> EXERCICE A:
Dans les entrées, remplacez "clicks" par "points" et redonnez la partie qui s'étend du début des entrées jusqu'à la ligne contenant "box: [323, 164, 377, 239]" incluse, sans rien modifier d'autre.
• • •
Plusieurs écrans projettent en boucle des extraits de films représentatifs des différentes époques du péplum. La période du cinéma muet, d’abord, déjà bien documentée grâce à des vitrines exposant des photos, est illustrée de divers extraits des premières productions Pathé : courts drames amoureux, films bibliques à partir de 1903 puis, à partir de 1910, adaptations d’ouvrages à succès comme La Momie (Henri Desfontaine,1911), d’après Allan Poe, récits tirés de l’Antiquité : La Vestale (Albert Capellani, 1908), Cléopâtre (Ferdinand Zecca et Henri Andréani 1910), La Vengeance de Licinius (Georges Denola, 1912).

Le temps du cinéma muet (© collections Fondation Pathé)

Arrive le cinéma parlant, évoqué par des extraits des films Le signe de La Croix, 1932, ou Cléopâtre, 1934, tous les deux de Cecil B. DeMille et avec Claudette Colbert.
Sur d’autres écrans défilent des extraits des grands classiques des années 50 et 60 parmi lesquels Quo Vadis (1951), Theodora impératrice de Byzance (1954), La Terre des Pharaons (1955), Ulysse (1954), Spartacus (1960) ou encore Romulus et Rémus (1962).
• • •
> EXERCICE B:
Reproduisez intégralement l'extrait consacré au péplum au cinéma.
• • •
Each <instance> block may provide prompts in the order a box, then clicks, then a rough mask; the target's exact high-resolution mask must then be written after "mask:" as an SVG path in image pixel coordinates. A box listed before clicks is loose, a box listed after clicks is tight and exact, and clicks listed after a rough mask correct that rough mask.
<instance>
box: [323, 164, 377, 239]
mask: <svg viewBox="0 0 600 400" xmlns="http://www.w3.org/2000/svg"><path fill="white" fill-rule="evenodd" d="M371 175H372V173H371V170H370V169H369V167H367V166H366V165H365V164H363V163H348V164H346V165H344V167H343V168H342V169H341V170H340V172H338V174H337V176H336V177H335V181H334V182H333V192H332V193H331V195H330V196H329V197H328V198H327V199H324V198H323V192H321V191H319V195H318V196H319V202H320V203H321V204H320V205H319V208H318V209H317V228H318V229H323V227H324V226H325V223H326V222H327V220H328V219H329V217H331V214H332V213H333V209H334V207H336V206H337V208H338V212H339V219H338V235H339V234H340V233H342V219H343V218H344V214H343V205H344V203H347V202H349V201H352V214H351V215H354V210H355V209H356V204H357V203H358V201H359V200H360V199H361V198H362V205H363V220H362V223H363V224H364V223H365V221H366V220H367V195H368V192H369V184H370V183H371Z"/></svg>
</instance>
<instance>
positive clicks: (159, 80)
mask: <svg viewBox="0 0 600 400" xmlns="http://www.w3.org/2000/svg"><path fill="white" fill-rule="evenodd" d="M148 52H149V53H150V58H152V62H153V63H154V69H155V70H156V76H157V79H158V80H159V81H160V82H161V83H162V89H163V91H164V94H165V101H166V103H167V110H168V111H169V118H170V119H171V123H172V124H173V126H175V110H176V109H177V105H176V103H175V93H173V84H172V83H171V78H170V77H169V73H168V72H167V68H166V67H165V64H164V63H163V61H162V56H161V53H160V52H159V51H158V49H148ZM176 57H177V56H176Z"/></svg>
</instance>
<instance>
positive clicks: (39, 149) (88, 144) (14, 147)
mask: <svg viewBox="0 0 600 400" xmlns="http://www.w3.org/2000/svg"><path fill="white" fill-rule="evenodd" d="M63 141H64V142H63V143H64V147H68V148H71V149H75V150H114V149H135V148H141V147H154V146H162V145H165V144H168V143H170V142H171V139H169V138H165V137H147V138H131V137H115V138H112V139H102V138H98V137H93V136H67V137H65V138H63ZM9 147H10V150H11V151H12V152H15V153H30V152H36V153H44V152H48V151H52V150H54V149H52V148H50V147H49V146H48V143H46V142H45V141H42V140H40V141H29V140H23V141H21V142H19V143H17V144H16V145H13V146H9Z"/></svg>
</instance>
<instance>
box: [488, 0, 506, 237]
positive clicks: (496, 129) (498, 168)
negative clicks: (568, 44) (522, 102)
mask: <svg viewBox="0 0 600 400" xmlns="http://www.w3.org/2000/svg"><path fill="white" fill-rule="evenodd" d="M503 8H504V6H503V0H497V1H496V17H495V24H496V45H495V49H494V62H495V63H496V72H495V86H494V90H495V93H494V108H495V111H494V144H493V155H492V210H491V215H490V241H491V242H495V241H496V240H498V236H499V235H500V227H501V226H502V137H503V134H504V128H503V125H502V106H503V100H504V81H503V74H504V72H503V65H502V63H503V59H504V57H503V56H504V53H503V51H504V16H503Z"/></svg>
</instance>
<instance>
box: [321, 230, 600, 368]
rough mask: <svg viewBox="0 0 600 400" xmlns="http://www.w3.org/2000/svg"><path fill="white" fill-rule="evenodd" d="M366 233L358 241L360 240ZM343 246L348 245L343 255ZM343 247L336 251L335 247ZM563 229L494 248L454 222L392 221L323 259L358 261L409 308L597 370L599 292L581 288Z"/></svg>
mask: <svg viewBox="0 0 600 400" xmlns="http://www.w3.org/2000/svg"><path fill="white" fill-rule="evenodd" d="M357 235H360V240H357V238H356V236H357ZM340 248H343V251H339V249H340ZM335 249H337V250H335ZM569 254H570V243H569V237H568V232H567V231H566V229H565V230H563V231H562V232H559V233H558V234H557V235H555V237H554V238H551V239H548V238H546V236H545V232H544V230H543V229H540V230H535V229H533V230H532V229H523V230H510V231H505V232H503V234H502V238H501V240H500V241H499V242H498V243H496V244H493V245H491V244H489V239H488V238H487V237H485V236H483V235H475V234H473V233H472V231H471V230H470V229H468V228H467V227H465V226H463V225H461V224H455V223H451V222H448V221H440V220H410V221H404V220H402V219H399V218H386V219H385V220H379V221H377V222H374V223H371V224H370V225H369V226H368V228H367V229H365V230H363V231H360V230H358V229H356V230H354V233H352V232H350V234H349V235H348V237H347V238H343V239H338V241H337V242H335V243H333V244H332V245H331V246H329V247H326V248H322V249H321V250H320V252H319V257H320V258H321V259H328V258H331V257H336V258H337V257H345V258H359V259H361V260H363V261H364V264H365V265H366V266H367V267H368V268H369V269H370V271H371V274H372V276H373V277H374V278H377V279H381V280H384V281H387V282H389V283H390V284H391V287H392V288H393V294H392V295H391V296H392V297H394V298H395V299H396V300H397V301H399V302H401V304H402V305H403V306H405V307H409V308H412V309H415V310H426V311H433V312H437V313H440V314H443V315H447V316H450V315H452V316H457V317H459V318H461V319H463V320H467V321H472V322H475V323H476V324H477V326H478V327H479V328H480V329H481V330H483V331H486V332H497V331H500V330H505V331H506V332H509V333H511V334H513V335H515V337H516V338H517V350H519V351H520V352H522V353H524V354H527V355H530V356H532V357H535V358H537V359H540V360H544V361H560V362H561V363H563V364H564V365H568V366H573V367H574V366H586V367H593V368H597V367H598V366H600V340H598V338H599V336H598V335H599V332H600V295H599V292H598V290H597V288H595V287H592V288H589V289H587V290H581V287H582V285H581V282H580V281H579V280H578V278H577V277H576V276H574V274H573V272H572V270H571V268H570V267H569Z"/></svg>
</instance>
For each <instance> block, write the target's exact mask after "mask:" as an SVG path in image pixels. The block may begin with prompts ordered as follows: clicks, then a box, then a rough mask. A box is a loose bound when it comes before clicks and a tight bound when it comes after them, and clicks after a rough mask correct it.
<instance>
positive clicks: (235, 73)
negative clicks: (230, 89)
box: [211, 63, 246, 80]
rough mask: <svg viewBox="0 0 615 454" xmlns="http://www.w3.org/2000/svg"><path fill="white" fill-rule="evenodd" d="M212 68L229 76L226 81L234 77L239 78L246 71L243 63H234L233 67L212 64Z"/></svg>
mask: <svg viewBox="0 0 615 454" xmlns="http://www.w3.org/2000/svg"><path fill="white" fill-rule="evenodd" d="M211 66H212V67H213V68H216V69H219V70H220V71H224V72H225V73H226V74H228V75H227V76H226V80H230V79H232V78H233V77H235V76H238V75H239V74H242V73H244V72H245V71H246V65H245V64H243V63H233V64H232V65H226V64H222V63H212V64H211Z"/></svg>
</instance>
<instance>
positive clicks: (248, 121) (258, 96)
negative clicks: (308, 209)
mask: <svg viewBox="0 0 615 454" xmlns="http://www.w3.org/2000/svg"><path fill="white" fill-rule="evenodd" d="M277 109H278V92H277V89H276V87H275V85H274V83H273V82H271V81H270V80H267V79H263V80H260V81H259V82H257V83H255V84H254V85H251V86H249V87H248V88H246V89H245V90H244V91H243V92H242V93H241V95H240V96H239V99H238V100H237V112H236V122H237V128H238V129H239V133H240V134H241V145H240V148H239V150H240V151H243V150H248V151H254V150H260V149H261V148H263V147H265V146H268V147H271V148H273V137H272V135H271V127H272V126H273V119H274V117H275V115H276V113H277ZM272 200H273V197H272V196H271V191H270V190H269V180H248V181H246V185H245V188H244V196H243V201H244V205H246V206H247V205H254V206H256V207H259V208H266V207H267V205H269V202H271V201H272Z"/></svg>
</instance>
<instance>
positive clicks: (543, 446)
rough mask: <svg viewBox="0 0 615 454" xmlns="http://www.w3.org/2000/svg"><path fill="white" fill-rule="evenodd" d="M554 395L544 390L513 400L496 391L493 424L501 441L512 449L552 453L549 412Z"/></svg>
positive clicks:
• • •
> RÉPONSE A:
Each <instance> block may provide prompts in the order a box, then points, then a rough mask; the target's exact high-resolution mask must then be written after "mask:" as an SVG path in image pixel coordinates. A box listed before points is loose, a box listed after points is tight and exact, and points listed after a rough mask correct that rough mask.
<instance>
box: [323, 164, 377, 239]

> RÉPONSE B:
Plusieurs écrans projettent en boucle des extraits de films représentatifs des différentes époques du péplum. La période du cinéma muet, d’abord, déjà bien documentée grâce à des vitrines exposant des photos, est illustrée de divers extraits des premières productions Pathé : courts drames amoureux, films bibliques à partir de 1903 puis, à partir de 1910, adaptations d’ouvrages à succès comme La Momie (Henri Desfontaine,1911), d’après Allan Poe, récits tirés de l’Antiquité : La Vestale (Albert Capellani, 1908), Cléopâtre (Ferdinand Zecca et Henri Andréani 1910), La Vengeance de Licinius (Georges Denola, 1912).

Le temps du cinéma muet (© collections Fondation Pathé)

Arrive le cinéma parlant, évoqué par des extraits des films Le signe de La Croix, 1932, ou Cléopâtre, 1934, tous les deux de Cecil B. DeMille et avec Claudette Colbert.
Sur d’autres écrans défilent des extraits des grands classiques des années 50 et 60 parmi lesquels Quo Vadis (1951), Theodora impératrice de Byzance (1954), La Terre des Pharaons (1955), Ulysse (1954), Spartacus (1960) ou encore Romulus et Rémus (1962).